• Task: Retype each line of the records below without changing a single character.

:: Records supplied ::

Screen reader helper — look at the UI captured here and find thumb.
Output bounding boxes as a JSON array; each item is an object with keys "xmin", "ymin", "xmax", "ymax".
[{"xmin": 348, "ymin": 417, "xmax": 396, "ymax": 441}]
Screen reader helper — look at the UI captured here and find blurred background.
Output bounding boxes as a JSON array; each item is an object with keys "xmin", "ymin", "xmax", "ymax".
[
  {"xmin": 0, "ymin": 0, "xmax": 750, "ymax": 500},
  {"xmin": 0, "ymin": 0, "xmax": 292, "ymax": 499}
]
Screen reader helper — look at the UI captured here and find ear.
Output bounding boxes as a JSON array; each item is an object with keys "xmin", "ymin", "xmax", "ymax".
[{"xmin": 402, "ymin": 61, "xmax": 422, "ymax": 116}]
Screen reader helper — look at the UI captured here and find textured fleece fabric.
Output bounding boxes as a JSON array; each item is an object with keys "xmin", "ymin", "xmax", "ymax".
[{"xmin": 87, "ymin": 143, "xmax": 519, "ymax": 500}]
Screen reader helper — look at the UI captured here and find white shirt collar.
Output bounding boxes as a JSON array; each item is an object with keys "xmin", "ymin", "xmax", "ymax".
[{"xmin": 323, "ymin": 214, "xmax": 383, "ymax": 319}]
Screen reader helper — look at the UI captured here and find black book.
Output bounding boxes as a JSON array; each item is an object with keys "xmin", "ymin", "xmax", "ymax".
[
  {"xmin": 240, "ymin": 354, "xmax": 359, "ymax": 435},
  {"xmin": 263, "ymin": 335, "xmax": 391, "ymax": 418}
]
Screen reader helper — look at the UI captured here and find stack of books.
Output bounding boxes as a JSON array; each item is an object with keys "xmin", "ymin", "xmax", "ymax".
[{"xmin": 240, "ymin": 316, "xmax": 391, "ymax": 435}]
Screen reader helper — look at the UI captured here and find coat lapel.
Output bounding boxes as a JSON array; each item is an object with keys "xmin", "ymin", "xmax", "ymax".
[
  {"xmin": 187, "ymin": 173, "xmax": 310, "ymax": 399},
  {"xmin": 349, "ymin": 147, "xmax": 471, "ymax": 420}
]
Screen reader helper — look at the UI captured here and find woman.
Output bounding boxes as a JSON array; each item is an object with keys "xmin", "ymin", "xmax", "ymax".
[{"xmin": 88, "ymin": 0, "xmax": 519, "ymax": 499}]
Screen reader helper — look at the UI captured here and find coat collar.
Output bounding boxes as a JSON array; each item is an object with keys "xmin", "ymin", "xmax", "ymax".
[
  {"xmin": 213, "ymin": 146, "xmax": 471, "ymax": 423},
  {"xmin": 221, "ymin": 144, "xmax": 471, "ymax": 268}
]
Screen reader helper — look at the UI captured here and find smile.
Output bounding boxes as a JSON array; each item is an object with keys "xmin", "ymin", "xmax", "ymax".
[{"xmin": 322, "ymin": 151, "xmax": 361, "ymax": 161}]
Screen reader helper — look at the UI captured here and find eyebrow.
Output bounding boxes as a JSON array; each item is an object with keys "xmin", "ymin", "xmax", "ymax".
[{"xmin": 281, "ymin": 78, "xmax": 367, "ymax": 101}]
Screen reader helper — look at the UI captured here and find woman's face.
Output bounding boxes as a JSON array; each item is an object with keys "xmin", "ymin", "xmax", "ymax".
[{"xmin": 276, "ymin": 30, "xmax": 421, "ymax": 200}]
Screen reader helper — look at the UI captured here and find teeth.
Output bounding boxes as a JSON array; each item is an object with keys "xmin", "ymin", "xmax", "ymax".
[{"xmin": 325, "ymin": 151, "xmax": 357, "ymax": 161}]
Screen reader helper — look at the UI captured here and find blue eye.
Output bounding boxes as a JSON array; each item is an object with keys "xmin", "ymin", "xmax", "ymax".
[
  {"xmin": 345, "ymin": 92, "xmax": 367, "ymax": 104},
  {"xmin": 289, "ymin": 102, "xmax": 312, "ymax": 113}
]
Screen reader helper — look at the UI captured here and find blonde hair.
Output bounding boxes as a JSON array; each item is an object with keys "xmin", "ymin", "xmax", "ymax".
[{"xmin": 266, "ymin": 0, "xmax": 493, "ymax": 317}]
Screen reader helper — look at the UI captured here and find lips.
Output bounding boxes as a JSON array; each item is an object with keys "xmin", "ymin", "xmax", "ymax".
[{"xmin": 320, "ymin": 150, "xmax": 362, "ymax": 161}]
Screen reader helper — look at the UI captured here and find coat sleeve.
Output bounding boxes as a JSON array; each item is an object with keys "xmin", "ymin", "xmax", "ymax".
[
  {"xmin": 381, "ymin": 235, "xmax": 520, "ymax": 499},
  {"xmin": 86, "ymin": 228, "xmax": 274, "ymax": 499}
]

:::

• Solution to this problem:
Screen reader helper — look at the UI captured here and find thumb.
Output bounding boxes as a JSON array; each item is an object with keys "xmin", "ymin", "xmax", "ymax".
[{"xmin": 348, "ymin": 417, "xmax": 396, "ymax": 441}]
Screen reader helper — look at the UI captured here and find blurred background.
Output bounding boxes as a JSON array; each item is an object with keys "xmin", "ymin", "xmax", "ymax".
[
  {"xmin": 0, "ymin": 0, "xmax": 750, "ymax": 500},
  {"xmin": 0, "ymin": 0, "xmax": 292, "ymax": 499}
]
Screen reader helper — look at the UI captured here and find ear.
Output bounding boxes as a JSON array; each item is an object with keys "xmin", "ymin", "xmax", "ymax".
[{"xmin": 402, "ymin": 61, "xmax": 422, "ymax": 116}]
Screen reader helper — look at the UI captured here and find textured fleece fabric.
Output bounding boxes as a JSON array; each item is an object with keys "xmin", "ymin", "xmax", "ymax".
[{"xmin": 87, "ymin": 143, "xmax": 519, "ymax": 500}]
Screen reader helper — look at the UI captured here and find white shirt collar.
Output bounding boxes as a JSON array; each item is an object with keys "xmin", "ymin", "xmax", "ymax".
[{"xmin": 323, "ymin": 214, "xmax": 383, "ymax": 319}]
Screen reader helper — look at the UI captured here and find black book.
Output bounding boxes as a JSON array; each item is an object with keys "xmin", "ymin", "xmax", "ymax".
[
  {"xmin": 240, "ymin": 354, "xmax": 359, "ymax": 435},
  {"xmin": 263, "ymin": 335, "xmax": 391, "ymax": 418}
]
Screen reader helper — look at the UI captured here and find stack of books.
Output bounding boxes as a JSON array; each item is an object with keys "xmin", "ymin", "xmax", "ymax".
[{"xmin": 240, "ymin": 316, "xmax": 391, "ymax": 435}]
Screen reader helper — look at the UI captured here and find coat lapel.
Output bounding boxes as a JSON array; each item is an object with keys "xmin", "ymin", "xmax", "ymax".
[
  {"xmin": 187, "ymin": 173, "xmax": 310, "ymax": 399},
  {"xmin": 349, "ymin": 147, "xmax": 471, "ymax": 420}
]
Screen reader helper — look at the UI captured here and find woman.
Output bounding boxes as a JSON array; each item is an object with keys "xmin", "ymin", "xmax", "ymax".
[{"xmin": 88, "ymin": 0, "xmax": 519, "ymax": 499}]
Screen reader helper — look at the UI captured here and find coat collar.
Output bounding boxes as a JSON array; each item is an object with keys "xmin", "ymin", "xmax", "ymax".
[
  {"xmin": 213, "ymin": 146, "xmax": 471, "ymax": 423},
  {"xmin": 221, "ymin": 144, "xmax": 471, "ymax": 268}
]
Screen reader helper — look at the UI captured here and find smile.
Output bounding boxes as a JSON array; each item is an object with keys "xmin", "ymin", "xmax", "ymax".
[{"xmin": 322, "ymin": 151, "xmax": 361, "ymax": 161}]
Screen reader helper — look at the UI captured here and find eyebrow.
Output bounding boxes as a JSON array; each item is an object with keys "xmin", "ymin", "xmax", "ymax".
[{"xmin": 281, "ymin": 78, "xmax": 367, "ymax": 101}]
Screen reader helper — look at the UI captured here and find woman's face.
Output bounding boxes as a JSON array; each item is an object with keys "xmin", "ymin", "xmax", "ymax".
[{"xmin": 276, "ymin": 30, "xmax": 421, "ymax": 200}]
Screen reader helper — look at the UI captured here and find teeth.
Output bounding boxes as a JSON array; each item is an object with keys "xmin", "ymin", "xmax", "ymax".
[{"xmin": 325, "ymin": 151, "xmax": 357, "ymax": 161}]
Screen reader helper — look at the UI captured here and find blue eye.
Output bounding boxes as a JSON array; each item is an object with keys "xmin", "ymin", "xmax", "ymax".
[
  {"xmin": 345, "ymin": 92, "xmax": 367, "ymax": 104},
  {"xmin": 289, "ymin": 102, "xmax": 312, "ymax": 113}
]
Screen reader helper — look at the UI captured here and find blonde hair.
Output bounding boxes as a JSON array; each item is an object with keys "xmin", "ymin", "xmax", "ymax".
[{"xmin": 266, "ymin": 0, "xmax": 493, "ymax": 317}]
Screen reader helper — look at the UI captured here and find lips.
Output bounding boxes as a JSON array; each item is an object with keys "xmin", "ymin", "xmax", "ymax".
[{"xmin": 320, "ymin": 150, "xmax": 362, "ymax": 161}]
Screen reader helper — look at the UI captured here and find coat sleeve.
Output bounding boxes as a JSON array; each item is an object with keys "xmin", "ymin", "xmax", "ymax".
[
  {"xmin": 381, "ymin": 235, "xmax": 520, "ymax": 499},
  {"xmin": 86, "ymin": 228, "xmax": 274, "ymax": 499}
]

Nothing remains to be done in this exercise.